### EXERCISE:
Please return exactly the line that contains "Pick out the black uniform" and every line after it, through the last line of the records below, with no pictures.

========

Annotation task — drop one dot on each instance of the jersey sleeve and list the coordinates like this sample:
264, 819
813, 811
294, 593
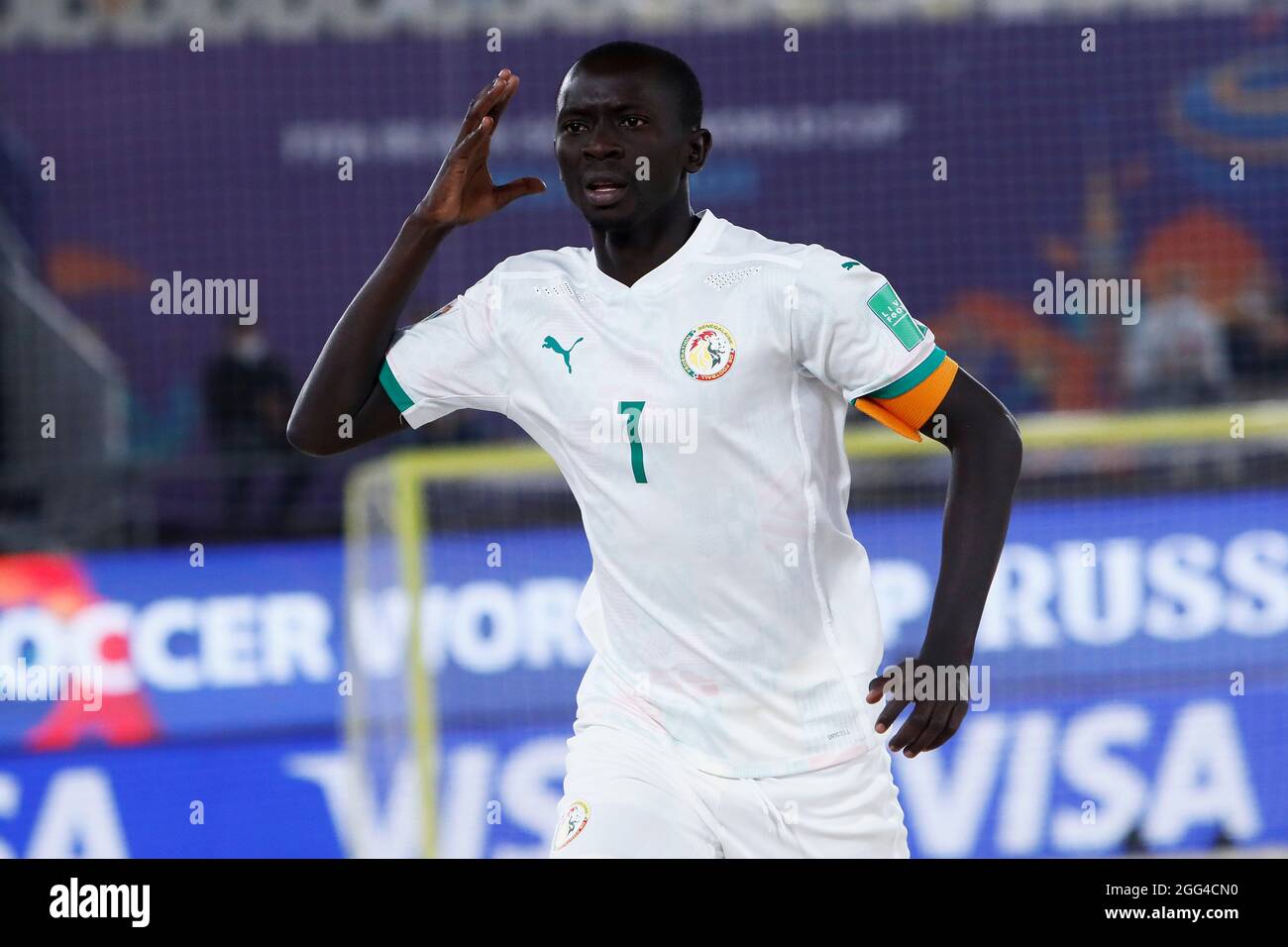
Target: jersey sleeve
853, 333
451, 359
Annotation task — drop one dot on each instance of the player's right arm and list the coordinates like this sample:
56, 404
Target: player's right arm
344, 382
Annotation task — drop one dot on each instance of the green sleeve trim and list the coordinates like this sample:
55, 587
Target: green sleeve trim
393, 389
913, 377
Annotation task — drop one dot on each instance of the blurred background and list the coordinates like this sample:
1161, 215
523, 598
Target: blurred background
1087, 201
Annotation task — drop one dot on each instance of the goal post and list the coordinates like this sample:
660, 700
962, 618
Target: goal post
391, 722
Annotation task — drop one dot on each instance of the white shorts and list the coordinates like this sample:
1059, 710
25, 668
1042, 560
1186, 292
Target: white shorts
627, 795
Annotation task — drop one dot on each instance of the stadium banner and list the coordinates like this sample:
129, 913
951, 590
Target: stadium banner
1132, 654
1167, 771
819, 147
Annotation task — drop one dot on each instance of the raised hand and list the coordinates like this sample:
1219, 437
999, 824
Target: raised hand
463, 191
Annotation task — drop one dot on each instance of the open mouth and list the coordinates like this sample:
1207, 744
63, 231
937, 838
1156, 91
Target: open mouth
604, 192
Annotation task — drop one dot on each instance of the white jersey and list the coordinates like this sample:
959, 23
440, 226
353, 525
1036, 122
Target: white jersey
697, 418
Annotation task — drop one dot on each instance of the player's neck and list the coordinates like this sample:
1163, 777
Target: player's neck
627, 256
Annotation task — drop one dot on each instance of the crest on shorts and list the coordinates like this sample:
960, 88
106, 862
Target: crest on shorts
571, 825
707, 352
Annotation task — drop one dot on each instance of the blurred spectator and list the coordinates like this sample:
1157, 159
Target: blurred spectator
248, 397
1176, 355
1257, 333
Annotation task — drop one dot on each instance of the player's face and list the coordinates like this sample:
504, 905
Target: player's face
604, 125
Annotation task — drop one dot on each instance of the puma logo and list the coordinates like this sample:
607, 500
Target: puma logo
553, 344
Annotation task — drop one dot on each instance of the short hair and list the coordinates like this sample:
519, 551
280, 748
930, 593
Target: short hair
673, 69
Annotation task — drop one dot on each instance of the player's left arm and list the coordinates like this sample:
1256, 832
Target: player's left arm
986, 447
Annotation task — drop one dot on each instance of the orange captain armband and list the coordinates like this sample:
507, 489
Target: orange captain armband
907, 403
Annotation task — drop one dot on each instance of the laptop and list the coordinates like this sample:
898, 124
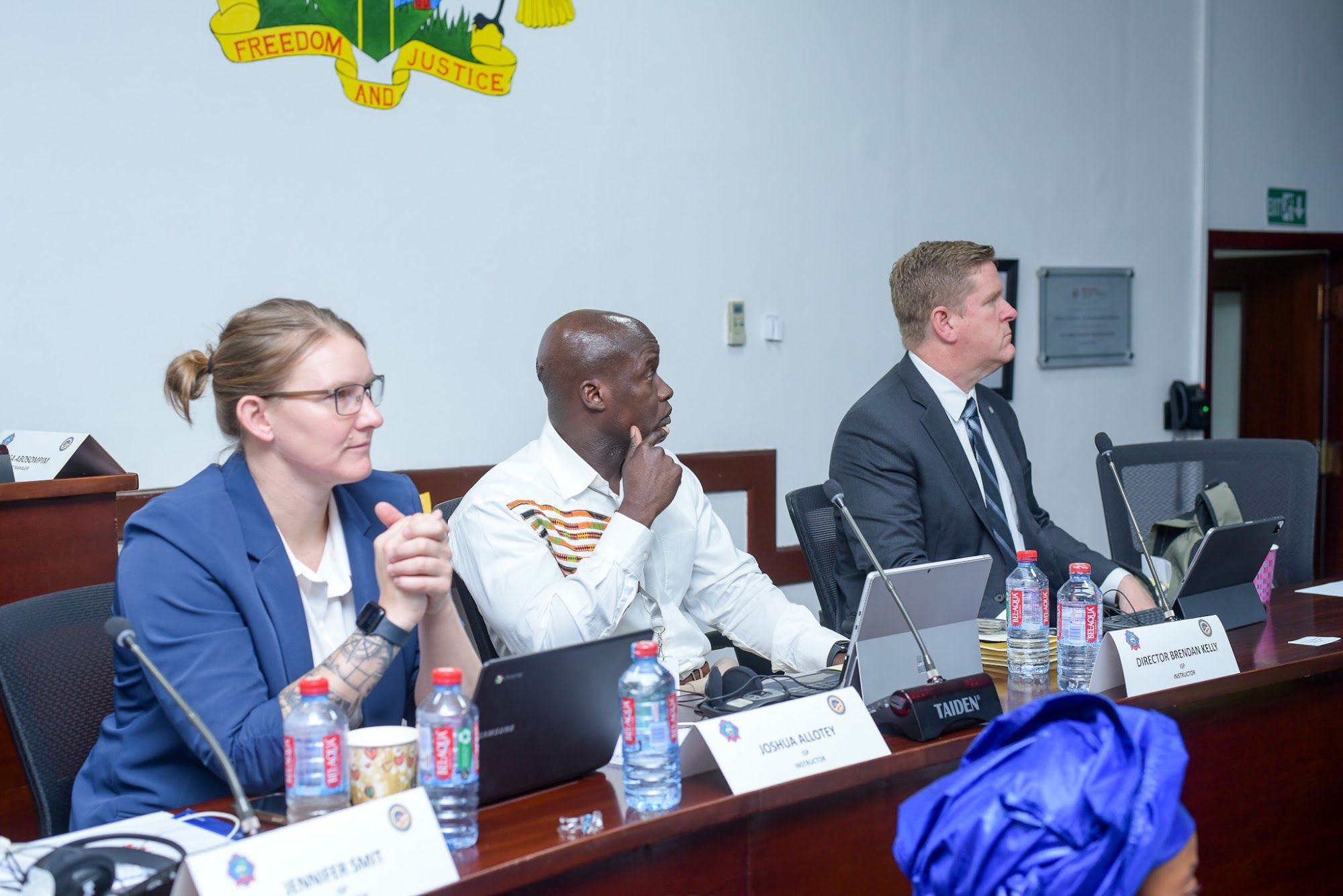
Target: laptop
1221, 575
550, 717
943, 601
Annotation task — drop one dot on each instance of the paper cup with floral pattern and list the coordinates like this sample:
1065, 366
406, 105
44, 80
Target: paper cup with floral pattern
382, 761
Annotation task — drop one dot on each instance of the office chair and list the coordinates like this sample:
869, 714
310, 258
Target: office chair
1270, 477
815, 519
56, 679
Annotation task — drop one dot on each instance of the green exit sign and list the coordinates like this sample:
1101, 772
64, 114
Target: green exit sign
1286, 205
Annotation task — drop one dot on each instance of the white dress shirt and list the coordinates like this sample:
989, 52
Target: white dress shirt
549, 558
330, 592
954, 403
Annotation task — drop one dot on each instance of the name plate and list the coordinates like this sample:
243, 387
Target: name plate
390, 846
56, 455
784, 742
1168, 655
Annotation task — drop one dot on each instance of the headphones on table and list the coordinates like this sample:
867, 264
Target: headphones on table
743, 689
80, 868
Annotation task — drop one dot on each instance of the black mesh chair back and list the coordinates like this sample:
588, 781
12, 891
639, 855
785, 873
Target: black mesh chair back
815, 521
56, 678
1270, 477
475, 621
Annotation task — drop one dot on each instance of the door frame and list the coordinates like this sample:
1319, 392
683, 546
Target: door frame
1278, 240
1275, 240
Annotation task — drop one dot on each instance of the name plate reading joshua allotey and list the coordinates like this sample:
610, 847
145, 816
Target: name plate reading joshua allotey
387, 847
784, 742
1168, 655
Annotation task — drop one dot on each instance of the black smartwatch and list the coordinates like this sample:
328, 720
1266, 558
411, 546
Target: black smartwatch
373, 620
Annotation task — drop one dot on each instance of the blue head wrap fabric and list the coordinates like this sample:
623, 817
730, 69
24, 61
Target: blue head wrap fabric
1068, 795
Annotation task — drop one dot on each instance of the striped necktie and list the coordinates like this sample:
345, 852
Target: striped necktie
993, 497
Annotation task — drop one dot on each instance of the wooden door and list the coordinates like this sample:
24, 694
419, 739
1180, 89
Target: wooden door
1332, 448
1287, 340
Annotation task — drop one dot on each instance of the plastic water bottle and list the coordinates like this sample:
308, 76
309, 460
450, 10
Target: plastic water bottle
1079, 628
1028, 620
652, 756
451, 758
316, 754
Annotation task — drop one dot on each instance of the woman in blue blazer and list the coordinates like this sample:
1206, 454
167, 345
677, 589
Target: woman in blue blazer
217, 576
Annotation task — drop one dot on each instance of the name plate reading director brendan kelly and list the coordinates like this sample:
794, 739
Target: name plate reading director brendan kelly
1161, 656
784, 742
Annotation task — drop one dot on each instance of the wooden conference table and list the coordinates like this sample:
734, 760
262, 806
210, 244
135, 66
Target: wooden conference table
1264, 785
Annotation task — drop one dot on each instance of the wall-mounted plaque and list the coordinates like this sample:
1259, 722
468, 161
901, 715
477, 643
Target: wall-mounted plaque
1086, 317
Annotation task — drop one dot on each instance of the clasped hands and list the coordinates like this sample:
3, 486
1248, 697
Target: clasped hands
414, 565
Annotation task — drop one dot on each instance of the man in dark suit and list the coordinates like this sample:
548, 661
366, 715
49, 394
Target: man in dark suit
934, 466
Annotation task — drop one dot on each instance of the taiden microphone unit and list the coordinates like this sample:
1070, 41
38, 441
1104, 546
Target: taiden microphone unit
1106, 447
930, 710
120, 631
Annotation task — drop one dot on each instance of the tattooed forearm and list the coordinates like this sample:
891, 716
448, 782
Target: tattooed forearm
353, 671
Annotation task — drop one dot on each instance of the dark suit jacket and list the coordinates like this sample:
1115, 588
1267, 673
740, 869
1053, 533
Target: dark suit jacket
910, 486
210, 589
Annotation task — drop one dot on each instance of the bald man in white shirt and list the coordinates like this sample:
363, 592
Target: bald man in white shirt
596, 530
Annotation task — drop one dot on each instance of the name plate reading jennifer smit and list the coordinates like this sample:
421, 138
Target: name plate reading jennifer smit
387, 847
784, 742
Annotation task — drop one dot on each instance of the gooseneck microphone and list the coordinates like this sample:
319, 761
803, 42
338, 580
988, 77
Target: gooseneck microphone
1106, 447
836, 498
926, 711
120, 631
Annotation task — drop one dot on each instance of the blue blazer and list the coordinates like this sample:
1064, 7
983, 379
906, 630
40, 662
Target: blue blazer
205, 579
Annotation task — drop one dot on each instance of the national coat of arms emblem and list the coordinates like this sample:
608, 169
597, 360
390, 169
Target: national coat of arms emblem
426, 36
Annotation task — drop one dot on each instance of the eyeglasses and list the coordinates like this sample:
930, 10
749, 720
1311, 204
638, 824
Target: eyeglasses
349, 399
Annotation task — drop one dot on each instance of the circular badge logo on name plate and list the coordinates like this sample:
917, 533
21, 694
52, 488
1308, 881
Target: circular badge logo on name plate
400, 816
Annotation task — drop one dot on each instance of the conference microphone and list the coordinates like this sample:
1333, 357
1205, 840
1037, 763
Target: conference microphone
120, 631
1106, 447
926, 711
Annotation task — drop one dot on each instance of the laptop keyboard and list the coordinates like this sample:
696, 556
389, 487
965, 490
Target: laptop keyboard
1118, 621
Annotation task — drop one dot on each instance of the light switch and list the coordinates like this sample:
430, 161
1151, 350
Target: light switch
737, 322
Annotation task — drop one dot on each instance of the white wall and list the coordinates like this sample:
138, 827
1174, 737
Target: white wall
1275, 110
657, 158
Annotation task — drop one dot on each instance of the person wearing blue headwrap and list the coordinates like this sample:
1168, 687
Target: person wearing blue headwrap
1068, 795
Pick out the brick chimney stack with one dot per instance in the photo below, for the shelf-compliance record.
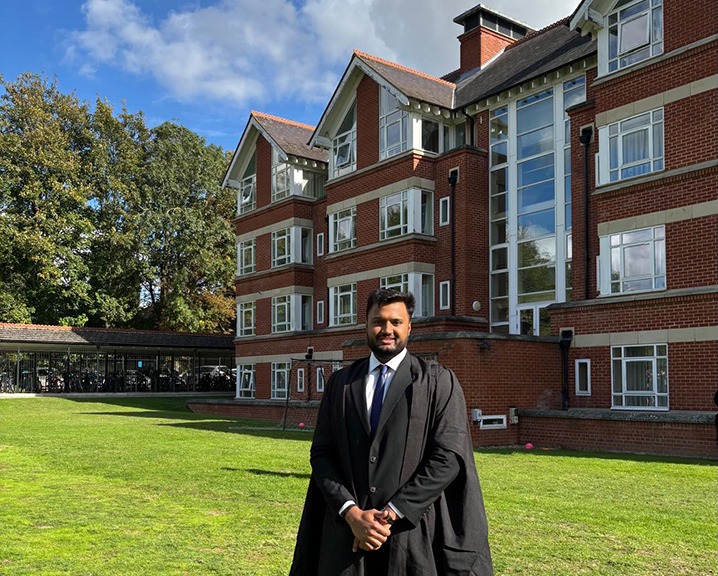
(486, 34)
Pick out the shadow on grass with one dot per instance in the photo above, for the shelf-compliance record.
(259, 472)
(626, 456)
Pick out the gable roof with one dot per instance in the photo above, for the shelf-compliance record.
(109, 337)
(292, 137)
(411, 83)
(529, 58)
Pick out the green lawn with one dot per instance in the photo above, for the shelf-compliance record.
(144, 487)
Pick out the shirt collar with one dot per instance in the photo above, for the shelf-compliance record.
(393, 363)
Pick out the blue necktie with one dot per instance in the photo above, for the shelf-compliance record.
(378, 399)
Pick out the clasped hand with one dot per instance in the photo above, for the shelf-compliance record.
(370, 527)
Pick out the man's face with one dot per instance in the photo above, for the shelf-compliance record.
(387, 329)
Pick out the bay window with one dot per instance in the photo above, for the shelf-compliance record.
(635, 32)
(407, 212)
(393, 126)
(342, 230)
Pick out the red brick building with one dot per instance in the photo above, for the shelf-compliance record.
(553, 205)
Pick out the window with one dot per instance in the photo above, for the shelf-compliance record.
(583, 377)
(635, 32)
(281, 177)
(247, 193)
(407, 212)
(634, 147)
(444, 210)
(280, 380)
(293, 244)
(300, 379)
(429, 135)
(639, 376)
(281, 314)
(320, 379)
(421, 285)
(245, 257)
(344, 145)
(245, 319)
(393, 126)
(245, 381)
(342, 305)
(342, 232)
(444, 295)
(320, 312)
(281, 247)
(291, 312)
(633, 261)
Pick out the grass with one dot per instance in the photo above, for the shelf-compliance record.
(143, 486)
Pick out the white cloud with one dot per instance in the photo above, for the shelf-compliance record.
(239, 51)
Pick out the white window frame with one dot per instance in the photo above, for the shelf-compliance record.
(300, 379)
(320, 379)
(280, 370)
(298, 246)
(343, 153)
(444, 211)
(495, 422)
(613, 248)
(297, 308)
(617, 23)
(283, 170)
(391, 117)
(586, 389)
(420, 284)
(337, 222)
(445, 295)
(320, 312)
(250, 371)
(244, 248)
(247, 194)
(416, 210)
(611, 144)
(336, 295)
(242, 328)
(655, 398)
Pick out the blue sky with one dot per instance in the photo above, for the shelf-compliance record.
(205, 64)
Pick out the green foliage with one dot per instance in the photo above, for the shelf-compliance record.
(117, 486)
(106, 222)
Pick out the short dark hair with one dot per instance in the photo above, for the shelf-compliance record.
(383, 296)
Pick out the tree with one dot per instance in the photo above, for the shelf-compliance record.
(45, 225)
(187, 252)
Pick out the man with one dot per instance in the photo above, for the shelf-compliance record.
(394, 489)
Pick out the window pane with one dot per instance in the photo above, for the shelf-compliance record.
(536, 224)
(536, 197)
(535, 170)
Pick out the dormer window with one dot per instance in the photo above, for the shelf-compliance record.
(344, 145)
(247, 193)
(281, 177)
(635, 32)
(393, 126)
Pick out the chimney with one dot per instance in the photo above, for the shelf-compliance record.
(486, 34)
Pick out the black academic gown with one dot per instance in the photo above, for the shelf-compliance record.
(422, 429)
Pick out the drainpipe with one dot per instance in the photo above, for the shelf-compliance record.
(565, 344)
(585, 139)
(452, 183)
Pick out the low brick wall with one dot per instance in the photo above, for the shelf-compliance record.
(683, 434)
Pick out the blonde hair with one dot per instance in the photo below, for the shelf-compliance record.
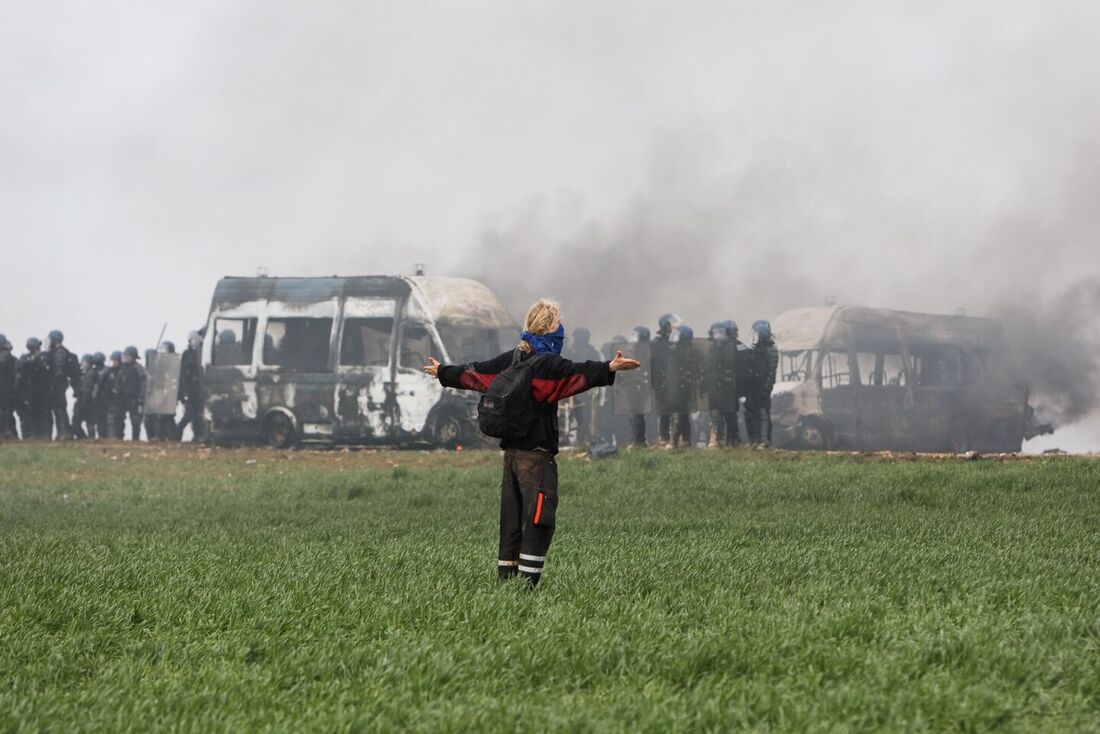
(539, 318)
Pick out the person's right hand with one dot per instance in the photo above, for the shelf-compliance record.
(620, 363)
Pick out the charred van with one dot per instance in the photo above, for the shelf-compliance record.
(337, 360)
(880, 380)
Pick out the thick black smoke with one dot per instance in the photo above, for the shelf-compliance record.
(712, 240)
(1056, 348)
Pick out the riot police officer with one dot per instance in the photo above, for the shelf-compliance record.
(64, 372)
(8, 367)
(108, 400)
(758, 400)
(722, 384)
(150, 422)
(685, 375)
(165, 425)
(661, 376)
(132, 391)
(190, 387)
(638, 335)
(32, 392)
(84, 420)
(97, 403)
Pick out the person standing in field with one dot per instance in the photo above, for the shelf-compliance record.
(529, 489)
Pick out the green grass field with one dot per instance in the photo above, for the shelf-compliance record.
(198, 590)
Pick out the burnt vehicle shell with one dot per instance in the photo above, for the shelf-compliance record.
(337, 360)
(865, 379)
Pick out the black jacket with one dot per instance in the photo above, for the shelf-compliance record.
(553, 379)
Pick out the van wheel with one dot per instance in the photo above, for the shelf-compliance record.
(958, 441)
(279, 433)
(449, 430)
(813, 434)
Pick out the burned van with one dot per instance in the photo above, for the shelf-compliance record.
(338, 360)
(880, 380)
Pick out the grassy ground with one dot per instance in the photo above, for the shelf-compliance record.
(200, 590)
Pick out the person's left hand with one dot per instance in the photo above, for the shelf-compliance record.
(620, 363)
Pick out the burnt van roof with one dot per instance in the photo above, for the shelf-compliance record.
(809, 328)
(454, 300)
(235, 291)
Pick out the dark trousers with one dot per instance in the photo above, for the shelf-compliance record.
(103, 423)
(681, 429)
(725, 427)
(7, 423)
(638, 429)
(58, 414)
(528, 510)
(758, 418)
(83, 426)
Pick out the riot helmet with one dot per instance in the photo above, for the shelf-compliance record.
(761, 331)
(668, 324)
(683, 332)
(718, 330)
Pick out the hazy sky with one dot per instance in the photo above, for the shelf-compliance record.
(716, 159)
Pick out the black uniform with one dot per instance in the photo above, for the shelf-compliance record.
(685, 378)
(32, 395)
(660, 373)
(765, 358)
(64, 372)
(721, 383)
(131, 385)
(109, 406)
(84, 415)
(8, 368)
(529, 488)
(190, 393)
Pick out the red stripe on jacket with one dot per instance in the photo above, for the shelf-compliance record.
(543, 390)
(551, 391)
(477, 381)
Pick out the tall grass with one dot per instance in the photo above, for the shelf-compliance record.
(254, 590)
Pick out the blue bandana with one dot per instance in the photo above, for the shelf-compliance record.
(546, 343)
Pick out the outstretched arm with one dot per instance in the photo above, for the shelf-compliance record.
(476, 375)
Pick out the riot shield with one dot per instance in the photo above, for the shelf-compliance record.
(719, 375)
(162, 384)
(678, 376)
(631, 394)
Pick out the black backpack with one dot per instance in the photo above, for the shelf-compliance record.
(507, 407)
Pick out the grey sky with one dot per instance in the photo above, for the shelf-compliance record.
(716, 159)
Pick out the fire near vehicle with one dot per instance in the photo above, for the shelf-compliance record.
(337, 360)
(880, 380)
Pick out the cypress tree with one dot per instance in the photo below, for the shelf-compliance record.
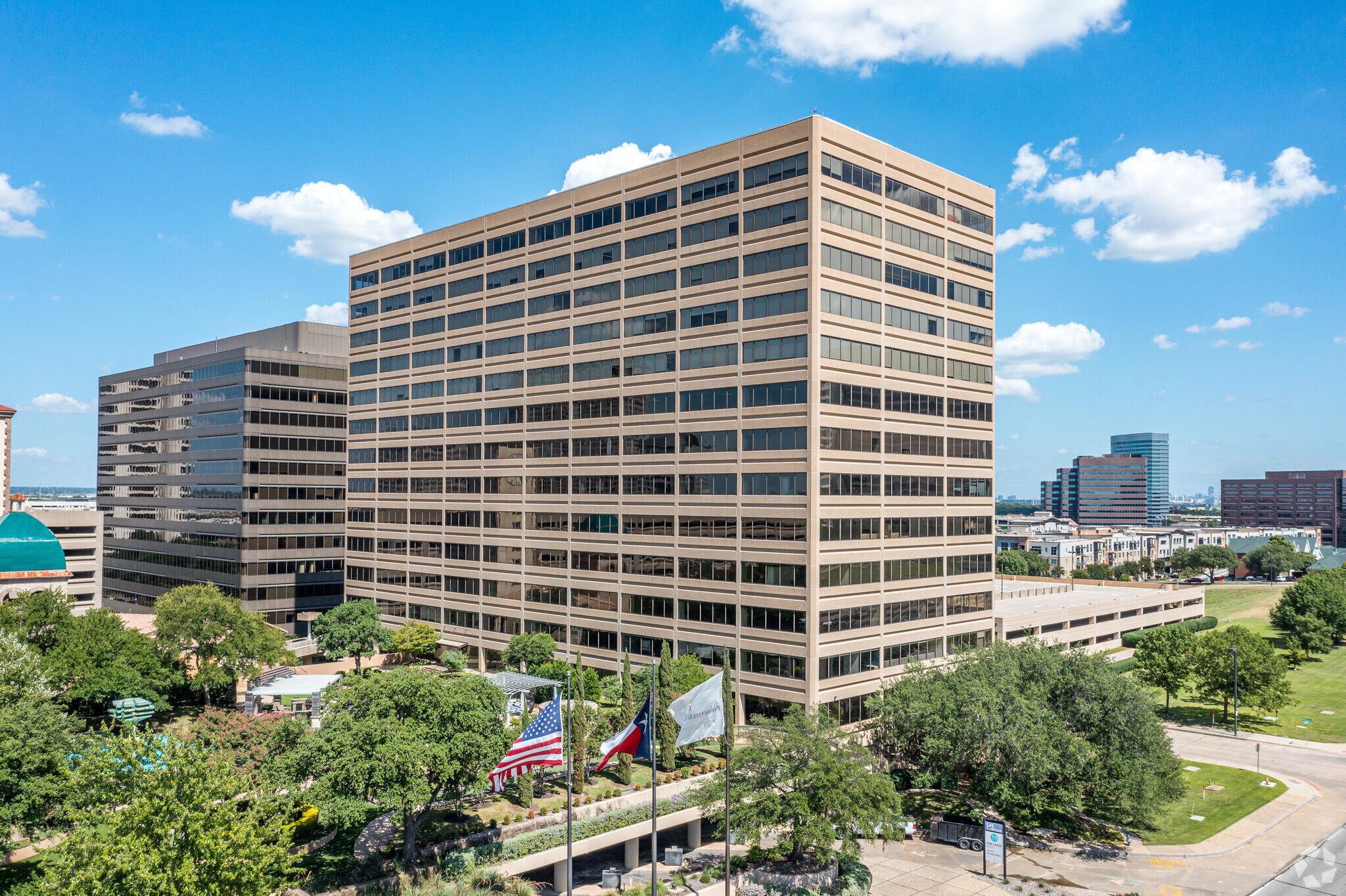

========

### ANSWER FOR THE TASK:
Pick out the black uniform with one dot per instance in the photo above, for the shelf-compliance record.
(685, 378)
(32, 395)
(660, 373)
(765, 358)
(64, 372)
(721, 383)
(131, 385)
(109, 406)
(84, 415)
(8, 368)
(529, 488)
(190, 393)
Pick out the red stripe on jacket with one dot per instance in the photo above, for the shelf-compliance record.
(543, 390)
(551, 391)
(477, 381)
Pick out the tall grass with one dot per instance in the photo above, for the shelf-compliance record.
(254, 590)
Pick out the blue bandana with one dot per instance in the photo above, for the shelf-compliance record.
(546, 343)
Pick out the outstretched arm with one dot per instance in the photo above, for the shelf-compliance record.
(476, 375)
Pick out the riot shield with one dot per instance in the photo above, for the shelf-compliance record.
(719, 375)
(162, 384)
(678, 376)
(631, 394)
Pick out the black backpack with one dot per instance in the photo above, for the shelf-compliance record.
(507, 407)
Pick out the grey sky with one dot per instance in the photo above, for the shelf-compliance record.
(716, 159)
Pick out the fire near vehicle with one dot per instance in the photo above, for the shelf-compliance record.
(337, 360)
(880, 380)
Pick out the cypress tree with one dot per instance in the photo below, for the shelf-compliance record.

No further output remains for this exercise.